Task objective: Write out the part of the entries that opens with the line containing "Every <instance> block" and closes with the line containing "box: [0, 402, 1100, 802]", both of those lines included, without changing anything.

[Dataset entries]
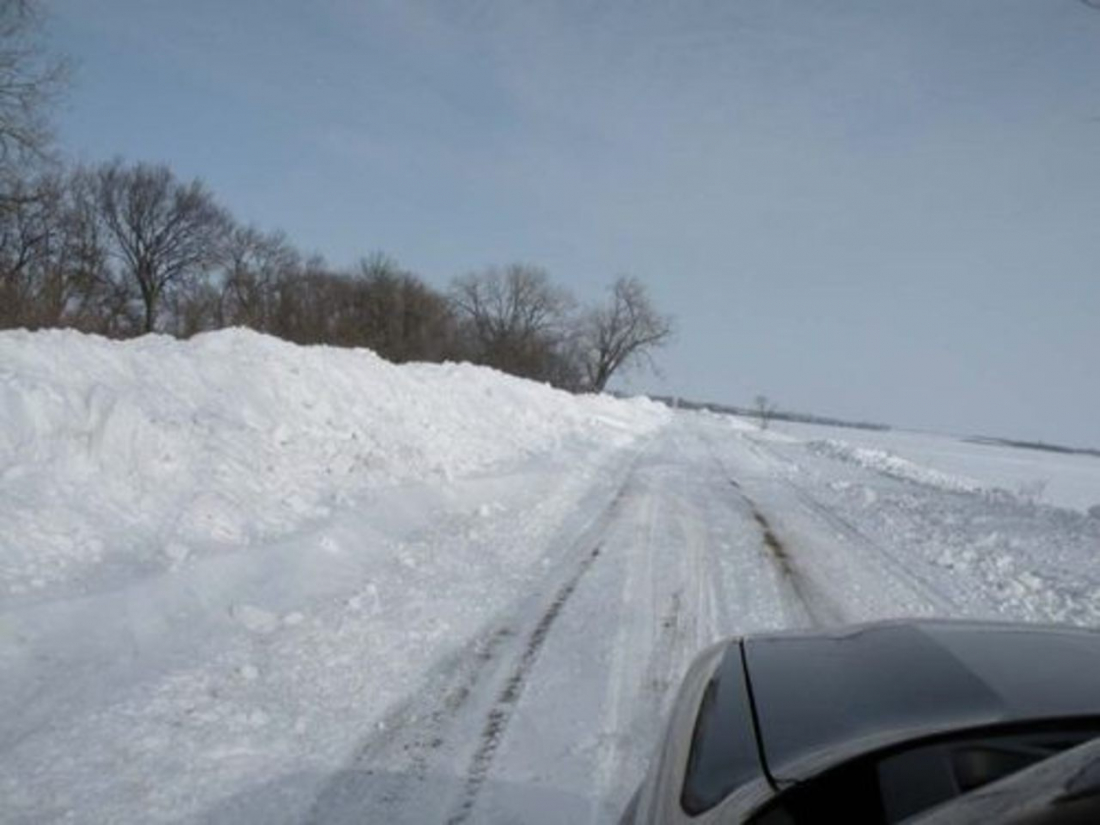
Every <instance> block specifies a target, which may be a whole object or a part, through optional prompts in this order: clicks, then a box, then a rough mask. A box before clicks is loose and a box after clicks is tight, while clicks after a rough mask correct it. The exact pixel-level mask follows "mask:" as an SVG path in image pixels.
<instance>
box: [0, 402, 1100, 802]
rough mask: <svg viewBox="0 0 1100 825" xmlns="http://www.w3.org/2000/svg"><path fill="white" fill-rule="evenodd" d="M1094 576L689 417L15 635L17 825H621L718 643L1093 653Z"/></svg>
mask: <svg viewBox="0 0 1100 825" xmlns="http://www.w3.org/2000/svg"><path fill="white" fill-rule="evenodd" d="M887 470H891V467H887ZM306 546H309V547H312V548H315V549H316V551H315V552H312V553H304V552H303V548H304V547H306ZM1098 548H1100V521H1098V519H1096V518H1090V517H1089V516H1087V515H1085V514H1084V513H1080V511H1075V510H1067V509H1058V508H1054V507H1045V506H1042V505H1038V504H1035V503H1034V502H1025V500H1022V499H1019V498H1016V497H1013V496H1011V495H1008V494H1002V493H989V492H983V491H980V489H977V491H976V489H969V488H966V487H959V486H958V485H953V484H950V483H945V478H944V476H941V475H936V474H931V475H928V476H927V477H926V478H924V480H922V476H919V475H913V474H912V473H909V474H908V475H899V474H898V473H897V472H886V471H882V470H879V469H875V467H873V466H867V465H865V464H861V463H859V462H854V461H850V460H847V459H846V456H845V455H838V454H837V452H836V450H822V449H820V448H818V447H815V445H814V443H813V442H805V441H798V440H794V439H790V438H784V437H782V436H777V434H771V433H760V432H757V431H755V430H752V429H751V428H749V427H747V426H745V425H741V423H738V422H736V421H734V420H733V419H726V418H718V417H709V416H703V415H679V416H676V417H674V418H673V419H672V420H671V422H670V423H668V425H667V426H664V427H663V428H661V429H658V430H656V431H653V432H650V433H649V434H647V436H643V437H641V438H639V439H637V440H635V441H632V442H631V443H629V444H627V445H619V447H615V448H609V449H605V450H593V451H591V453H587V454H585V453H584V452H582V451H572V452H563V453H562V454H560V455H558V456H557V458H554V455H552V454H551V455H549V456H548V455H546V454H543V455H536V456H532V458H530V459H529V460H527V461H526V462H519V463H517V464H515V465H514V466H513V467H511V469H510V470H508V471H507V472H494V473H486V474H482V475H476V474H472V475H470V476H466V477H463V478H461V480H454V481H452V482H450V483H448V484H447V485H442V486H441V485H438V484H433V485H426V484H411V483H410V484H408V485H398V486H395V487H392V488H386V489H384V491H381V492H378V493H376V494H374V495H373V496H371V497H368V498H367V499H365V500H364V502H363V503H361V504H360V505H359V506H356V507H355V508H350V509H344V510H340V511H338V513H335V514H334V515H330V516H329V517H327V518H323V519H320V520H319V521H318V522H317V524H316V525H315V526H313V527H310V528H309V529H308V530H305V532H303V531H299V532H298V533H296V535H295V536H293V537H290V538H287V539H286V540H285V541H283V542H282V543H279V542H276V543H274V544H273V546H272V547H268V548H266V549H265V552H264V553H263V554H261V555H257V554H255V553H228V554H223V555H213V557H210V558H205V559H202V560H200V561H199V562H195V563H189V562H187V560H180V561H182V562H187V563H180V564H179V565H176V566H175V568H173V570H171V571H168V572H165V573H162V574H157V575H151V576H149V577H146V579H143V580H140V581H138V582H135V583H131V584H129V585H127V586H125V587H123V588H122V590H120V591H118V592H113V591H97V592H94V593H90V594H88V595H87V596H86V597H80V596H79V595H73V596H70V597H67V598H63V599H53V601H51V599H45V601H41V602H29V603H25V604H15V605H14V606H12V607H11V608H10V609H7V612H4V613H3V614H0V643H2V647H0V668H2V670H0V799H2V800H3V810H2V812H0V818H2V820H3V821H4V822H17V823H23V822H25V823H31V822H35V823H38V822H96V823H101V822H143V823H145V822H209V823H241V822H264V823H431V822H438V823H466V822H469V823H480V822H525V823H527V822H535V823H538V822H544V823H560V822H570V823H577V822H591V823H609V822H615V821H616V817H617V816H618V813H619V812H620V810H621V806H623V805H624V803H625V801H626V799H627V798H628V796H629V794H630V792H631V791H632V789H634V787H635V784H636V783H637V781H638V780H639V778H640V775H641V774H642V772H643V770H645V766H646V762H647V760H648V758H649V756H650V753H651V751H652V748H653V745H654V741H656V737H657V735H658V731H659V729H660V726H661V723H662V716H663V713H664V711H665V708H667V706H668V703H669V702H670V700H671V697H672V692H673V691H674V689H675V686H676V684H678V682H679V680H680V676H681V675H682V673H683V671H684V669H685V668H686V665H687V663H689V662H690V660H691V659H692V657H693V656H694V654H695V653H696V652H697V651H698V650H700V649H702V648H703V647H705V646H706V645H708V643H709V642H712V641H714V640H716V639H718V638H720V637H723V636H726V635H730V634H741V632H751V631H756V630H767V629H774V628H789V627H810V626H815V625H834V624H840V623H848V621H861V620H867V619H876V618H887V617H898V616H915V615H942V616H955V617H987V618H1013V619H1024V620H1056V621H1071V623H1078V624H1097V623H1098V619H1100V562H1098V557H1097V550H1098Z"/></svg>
--
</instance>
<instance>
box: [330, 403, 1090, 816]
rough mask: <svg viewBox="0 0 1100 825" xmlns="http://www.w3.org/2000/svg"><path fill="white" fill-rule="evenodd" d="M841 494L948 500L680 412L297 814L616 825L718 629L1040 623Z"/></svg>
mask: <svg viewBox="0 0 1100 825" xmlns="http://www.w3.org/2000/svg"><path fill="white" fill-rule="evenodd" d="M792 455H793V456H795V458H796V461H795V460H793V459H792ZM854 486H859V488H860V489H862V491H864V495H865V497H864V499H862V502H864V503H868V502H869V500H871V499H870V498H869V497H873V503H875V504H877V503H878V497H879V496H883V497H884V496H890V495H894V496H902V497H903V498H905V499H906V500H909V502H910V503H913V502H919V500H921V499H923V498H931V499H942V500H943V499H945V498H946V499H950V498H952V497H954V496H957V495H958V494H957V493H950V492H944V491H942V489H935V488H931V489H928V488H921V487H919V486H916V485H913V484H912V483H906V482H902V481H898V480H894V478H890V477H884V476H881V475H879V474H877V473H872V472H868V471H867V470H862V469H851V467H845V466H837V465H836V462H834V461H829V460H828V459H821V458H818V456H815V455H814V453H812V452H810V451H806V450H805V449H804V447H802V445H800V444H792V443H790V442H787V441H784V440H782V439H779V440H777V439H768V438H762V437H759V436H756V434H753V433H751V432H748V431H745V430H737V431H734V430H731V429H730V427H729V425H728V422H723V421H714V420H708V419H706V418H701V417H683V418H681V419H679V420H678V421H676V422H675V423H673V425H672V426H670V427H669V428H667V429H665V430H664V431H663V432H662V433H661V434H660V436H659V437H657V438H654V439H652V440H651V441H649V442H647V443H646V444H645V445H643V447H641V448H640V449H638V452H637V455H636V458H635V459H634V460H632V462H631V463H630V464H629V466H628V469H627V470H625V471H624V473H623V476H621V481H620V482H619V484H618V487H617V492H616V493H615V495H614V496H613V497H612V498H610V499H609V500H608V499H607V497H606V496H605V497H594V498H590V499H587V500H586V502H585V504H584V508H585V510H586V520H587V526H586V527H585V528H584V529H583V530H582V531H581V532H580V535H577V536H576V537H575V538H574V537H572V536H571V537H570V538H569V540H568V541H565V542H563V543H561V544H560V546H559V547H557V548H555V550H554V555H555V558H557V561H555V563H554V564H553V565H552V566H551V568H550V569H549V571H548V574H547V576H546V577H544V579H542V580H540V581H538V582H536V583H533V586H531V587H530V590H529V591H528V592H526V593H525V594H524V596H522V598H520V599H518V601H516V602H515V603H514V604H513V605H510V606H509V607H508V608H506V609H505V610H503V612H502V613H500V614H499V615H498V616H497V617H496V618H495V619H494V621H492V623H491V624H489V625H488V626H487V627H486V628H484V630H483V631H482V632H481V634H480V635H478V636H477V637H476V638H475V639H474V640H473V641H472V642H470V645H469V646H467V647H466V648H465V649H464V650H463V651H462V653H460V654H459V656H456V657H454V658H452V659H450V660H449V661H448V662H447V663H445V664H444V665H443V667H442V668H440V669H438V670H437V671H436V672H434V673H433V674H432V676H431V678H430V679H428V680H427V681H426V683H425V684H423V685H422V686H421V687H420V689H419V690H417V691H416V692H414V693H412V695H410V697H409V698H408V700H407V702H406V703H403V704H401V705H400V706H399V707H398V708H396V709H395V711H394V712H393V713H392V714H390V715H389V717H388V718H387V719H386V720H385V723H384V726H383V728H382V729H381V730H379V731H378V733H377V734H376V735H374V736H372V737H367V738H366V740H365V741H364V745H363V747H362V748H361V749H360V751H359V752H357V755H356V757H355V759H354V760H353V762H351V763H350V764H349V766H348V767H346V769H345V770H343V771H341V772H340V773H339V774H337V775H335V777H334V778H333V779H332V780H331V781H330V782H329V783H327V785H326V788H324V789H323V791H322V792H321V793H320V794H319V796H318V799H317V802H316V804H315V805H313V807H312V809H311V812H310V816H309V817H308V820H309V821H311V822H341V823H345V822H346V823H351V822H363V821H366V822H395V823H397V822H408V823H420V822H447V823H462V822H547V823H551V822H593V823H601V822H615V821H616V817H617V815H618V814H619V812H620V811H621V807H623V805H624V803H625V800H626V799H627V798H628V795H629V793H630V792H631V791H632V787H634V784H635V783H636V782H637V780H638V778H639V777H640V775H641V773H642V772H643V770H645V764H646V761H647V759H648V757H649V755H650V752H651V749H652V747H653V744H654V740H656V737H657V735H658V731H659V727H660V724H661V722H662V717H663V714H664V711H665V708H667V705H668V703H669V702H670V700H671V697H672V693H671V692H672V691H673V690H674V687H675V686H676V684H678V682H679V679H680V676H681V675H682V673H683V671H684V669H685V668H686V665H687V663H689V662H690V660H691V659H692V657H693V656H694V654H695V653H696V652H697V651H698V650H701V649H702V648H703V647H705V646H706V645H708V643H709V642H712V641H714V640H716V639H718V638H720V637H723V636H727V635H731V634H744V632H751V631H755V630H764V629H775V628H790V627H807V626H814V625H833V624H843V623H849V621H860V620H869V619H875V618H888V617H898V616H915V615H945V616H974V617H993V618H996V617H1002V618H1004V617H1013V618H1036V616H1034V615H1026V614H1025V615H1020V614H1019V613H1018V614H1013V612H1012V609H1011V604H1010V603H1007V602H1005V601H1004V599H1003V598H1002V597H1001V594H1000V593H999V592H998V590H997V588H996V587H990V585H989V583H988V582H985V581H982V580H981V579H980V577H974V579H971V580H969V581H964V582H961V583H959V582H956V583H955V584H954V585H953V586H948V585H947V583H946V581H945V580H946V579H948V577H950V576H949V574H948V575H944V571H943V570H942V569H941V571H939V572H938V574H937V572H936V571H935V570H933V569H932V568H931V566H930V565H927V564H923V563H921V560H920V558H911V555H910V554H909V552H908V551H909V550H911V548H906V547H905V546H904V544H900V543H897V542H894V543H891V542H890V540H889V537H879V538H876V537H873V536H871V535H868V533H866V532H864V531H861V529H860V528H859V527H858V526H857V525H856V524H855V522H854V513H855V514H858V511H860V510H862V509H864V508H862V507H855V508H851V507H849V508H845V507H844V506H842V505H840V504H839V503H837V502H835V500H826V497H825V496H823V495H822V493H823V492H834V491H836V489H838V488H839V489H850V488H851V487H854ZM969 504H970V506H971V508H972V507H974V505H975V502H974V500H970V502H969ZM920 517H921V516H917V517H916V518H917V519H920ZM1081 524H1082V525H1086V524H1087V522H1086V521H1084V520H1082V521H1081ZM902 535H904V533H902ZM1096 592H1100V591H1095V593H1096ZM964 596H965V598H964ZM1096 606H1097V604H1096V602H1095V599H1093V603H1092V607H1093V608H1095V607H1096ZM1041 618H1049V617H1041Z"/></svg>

Solution:
Every <instance> block specifies a target, which may be a whole object or a part, through optional prompts in this order: clicks, then a box, then a rough mask. A box before clicks is loose and a box after clicks is tight, while clicks after a rough mask correct it. The exact pixel-level mask follows "mask:" as an SVG path in image pixels.
<instance>
box: [0, 402, 1100, 802]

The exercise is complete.